▸ TO BE DONE
Copy each of the following entries back exactly as it appears.

***** ENTRIES SUPPLIED

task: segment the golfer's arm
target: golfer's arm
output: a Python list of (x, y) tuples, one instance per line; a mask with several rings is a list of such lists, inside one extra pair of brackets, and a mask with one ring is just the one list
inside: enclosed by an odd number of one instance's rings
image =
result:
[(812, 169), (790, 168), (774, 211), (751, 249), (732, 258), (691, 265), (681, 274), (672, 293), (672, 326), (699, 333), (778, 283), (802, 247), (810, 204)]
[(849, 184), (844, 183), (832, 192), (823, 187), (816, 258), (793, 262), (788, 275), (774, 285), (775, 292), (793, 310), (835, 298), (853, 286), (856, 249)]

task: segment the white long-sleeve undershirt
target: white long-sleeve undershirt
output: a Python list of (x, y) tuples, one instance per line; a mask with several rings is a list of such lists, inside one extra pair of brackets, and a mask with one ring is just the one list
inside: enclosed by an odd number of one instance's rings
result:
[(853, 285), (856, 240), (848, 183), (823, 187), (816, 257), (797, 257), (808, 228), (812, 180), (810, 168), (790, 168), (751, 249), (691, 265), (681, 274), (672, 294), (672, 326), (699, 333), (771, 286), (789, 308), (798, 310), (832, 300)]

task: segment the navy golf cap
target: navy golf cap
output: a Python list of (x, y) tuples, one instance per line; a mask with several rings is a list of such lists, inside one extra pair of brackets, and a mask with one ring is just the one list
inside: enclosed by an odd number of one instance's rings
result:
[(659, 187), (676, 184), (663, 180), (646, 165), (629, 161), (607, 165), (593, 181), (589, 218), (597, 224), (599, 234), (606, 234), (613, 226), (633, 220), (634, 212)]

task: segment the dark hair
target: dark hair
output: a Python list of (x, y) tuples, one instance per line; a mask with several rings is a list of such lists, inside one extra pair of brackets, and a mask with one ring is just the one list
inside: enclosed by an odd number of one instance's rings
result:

**********

▸ THE RESULT
task: segment the golfer's arm
target: golfer's arm
output: a Python list of (x, y) tuples, one instance per line; a mask with several rings is a list of such lists, inside one extra pair of brackets, and a mask with one ring is just the one list
inside: enclosed by an odd number of one instance's rings
image =
result:
[(812, 169), (790, 168), (774, 211), (751, 249), (732, 258), (691, 265), (681, 274), (672, 293), (672, 326), (699, 333), (778, 283), (802, 247), (810, 204)]
[(849, 184), (844, 183), (832, 192), (823, 187), (816, 258), (793, 262), (788, 275), (774, 285), (775, 292), (793, 310), (835, 298), (853, 286), (856, 249)]

task: segment the white long-sleeve undershirt
target: white long-sleeve undershirt
output: a Python list of (x, y) tuples, one instance per line; a mask with several rings is a list of such lists, inside one extra pair of brackets, and a mask with one ring is just the one list
inside: enclosed by an odd number of one instance's rings
result:
[(853, 285), (856, 240), (848, 183), (823, 187), (816, 257), (797, 257), (808, 228), (812, 180), (810, 168), (790, 168), (751, 249), (691, 265), (681, 274), (672, 294), (672, 326), (699, 333), (771, 286), (789, 308), (798, 310), (832, 300)]

task: segment the navy golf cap
target: navy golf cap
output: a Python list of (x, y) tuples, one instance per line; a mask with several rings is a list of such lists, inside one extra pair of brackets, and a mask with one ring is just the one list
inside: enclosed by an odd number of one instance's rings
result:
[(659, 187), (676, 184), (663, 180), (646, 165), (629, 161), (607, 165), (593, 181), (589, 218), (597, 224), (599, 234), (606, 234), (613, 226), (633, 220), (634, 212)]

task: segment the dark hair
target: dark hair
output: a Python list of (x, y) tuples, one instance per line; a mask with several rings is a list of such lists, inside one extra pair of brackets, and a mask with one ring is just the one list
inside: enclosed by an odd number of one instance's rings
result:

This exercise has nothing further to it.